───── DOCUMENT ─────
Killer Bean Forever is a 2008 American computer-animated action film written, produced, and directed by Jeff Lew, starring Vegas E. Trip, Bryan Session, David Guilmette, Matthew Tyler and Jeff Lew. It was preceded by two web shorts: Killer Bean: The Interrogation in 1996, and Killer Bean 2: The Party in 2000. Taking place in a world of anthropomorphic coffee beans, the film tells the story of a bean assassin named Jack "Killer" Bean, who is sent to hunt down a crime boss, while he himself is hunted by mercenaries and the police.

In 2020, an animated series that continues the story of the film was announced, and premiered on September 6, 2020, but was cancelled in August 2021. In the same month, a game simply titled Killer Bean was announced, which also continues the film's story. The movie has obtained a cult following online since 2018.
───── PROVIDED RECORDS ─────
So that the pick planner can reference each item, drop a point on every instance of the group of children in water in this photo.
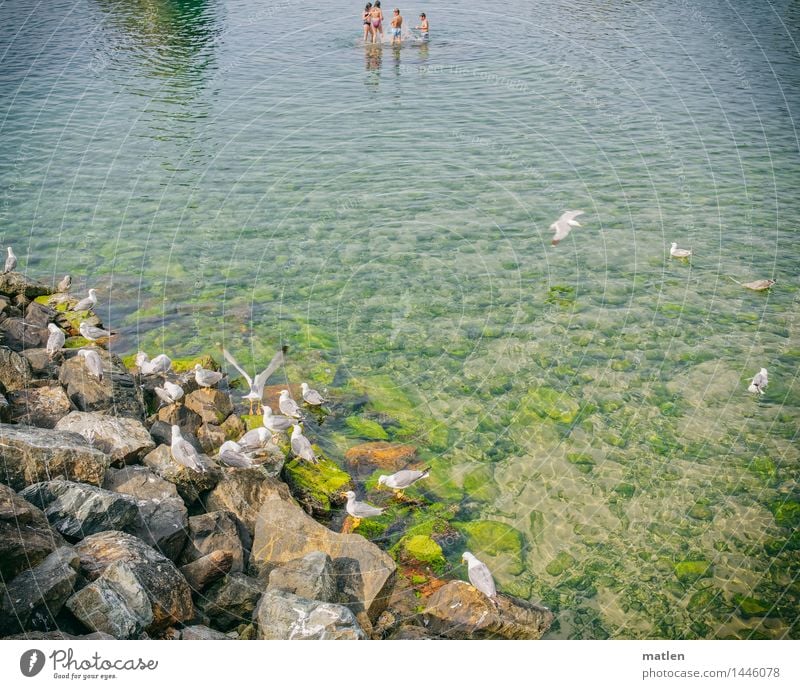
(373, 24)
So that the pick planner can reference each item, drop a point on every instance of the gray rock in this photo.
(77, 510)
(311, 576)
(29, 455)
(282, 615)
(189, 483)
(116, 603)
(15, 371)
(231, 602)
(169, 594)
(26, 536)
(125, 440)
(40, 406)
(215, 531)
(33, 599)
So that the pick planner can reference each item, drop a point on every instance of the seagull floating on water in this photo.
(675, 252)
(257, 384)
(564, 225)
(184, 453)
(88, 303)
(55, 341)
(759, 382)
(93, 362)
(479, 575)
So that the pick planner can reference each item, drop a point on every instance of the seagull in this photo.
(93, 333)
(564, 224)
(288, 406)
(231, 454)
(183, 451)
(403, 479)
(55, 341)
(206, 378)
(310, 396)
(360, 510)
(675, 252)
(759, 383)
(93, 362)
(479, 575)
(170, 393)
(11, 261)
(64, 285)
(88, 303)
(301, 446)
(149, 367)
(257, 384)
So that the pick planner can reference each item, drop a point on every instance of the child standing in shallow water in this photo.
(397, 26)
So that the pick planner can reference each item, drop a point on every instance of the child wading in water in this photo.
(397, 26)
─────
THINGS TO DO —
**1.** Write out the Killer Bean Forever passage between "In 2020, an" and "online since 2018.", inclusive.
**2.** According to the Killer Bean Forever passage, when was the animated series continuing the film's story cancelled?

ANSWERS FOR THE TASKS —
**1.**
In 2020, an animated series that continues the story of the film was announced, and premiered on September 6, 2020, but was cancelled in August 2021. In the same month, a game simply titled Killer Bean was announced, which also continues the film's story. The movie has obtained a cult following online since 2018.

**2.** August 2021